Passage présenté |

□ □ □

Lorsque Kirill Kondrachine et l’Orchestre philharmonique de Moscou exécutent l’œuvre le 30 décembre 1961, l’évènement fait sensation. Le public découvre alors une symphonie colossale, excessive, avec un orchestre gigantesque, une architecture complexe, bref, « une juxtaposition extrêmement abrupte et graphique de noblesse et d’un grotesque effroyablement iconoclaste, » comme l’a décrite un commentateur soviétique contemporain. Mais le public découvre surtout un Chostakovitch rebelle, ironique et dévastateur, complètement en décalage avec l’image de l’artiste soumis au régime que reflète la très convenable partition de la douzième symphonie « L’Année 1917, » créée trois mois plus tôt.

 

LSO cohérent dans une interprétation limpide et contrastée

 

Simon Rattle aborde l’architecture monumentale de la Symphonie n° 4 avec clarté et précision et mène le plus grand orchestre que Chostakovitch ait jamais utilisé – 20 bois, 17 cuivres, une percussion pantagruélique et des cordes en proportion – avec une gestuelle minimaliste et efficace. Le London Symphony Orchestra suit son chef comme un seul homme.

□ □ □

Entrées fournies |

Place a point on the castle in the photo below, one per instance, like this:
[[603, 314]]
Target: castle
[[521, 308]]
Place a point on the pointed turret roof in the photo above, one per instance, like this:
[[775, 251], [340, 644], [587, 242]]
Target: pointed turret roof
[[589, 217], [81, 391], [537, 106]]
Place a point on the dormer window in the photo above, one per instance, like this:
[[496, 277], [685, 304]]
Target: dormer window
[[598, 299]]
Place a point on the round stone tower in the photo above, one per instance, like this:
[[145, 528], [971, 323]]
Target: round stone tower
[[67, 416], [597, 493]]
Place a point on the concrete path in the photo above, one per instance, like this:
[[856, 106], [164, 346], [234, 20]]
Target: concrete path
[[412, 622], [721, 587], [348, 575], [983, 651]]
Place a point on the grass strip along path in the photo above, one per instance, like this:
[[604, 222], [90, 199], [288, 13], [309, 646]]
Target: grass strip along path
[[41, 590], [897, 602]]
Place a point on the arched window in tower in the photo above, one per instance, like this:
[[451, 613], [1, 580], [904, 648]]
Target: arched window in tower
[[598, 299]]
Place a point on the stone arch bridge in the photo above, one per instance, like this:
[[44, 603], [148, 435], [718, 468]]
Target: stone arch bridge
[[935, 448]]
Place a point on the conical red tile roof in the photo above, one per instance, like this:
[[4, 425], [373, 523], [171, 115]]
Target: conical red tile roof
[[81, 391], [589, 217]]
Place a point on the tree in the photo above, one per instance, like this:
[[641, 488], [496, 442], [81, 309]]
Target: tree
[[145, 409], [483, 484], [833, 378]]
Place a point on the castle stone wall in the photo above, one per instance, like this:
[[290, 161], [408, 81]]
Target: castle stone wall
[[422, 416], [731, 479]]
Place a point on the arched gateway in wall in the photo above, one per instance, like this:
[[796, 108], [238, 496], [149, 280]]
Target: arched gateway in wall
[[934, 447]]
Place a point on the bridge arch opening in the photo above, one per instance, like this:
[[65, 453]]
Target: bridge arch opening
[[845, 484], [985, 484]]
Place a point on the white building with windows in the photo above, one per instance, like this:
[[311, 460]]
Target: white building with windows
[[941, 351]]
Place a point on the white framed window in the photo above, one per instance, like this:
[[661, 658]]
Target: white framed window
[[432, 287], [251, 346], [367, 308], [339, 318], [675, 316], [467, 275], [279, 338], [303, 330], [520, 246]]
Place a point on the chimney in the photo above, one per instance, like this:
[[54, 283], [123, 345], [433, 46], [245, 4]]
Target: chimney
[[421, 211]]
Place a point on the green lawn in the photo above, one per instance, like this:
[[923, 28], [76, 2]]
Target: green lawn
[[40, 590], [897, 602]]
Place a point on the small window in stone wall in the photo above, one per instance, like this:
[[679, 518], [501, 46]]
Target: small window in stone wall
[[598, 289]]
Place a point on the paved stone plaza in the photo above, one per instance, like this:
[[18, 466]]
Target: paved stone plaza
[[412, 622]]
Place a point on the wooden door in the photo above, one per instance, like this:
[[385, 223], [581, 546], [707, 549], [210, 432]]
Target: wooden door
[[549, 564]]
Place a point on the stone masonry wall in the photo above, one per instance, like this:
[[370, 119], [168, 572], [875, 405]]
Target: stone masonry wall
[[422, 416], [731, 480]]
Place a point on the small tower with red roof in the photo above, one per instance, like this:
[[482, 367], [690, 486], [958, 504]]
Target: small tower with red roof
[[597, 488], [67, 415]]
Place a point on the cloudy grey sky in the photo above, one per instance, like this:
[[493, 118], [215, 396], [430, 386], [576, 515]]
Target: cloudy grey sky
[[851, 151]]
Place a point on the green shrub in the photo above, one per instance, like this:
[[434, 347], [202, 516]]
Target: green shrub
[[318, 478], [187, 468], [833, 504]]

□ □ □

Tâches à réaliser |
1 > D'après le passage sur la Symphonie n° 4 de Chostakovitch, combien de cuivres compte l'orchestre que dirige Simon Rattle ?
2 > Prolongez le passage sur la Symphonie n° 4 de Chostakovitch en reprenant après sa dernière phrase.

Résultats par tâche |
1 > Il compte 17 cuivres.

2 >
Dès les premières mesures du vaste premier mouvement, la formation londonienne nous jette brutalement dans un monde détraqué, froid et mécanique avec des sons métalliques chauffés à blanc et dénués de toute humanité. Certes, le tempo est plus lent que d’habitude, mais ce choix de Rattle fait ressortir des harmonies tortueuses et met en valeur les remarquables performances des solistes (hautbois et basson) sans affaiblir la tension du mouvement. Malgré une certaine rondeur des cordes, les percussions galopantes nous entraînent néanmoins inexorablement dans une déferlante destructrice qui explose dans un fracas des cuivres qui martèlent impitoyablement sur un accord de douze notes, marqué fffff. Plusieurs solos magnifiques ponctuent la deuxième partie du premier mouvement, notamment un solo de violon, superbement exécuté par le premier violon Andrej Power et plusieurs remarquables solos de basson.

 

 

Le bref second mouvement, très mahlérien sous la baguette de Rattle, reprend les thèmes du premier mouvement qui réapparaissent dans la Symphonie n° 5, écrite en 1937, et on retrouvera également la coda vrombissante de castagnettes, du wood-block et du triangle dans sa Quinzième symphonie. Le mouvement se termine avec un sens tout mahlérien de désintégration et de perte de repères.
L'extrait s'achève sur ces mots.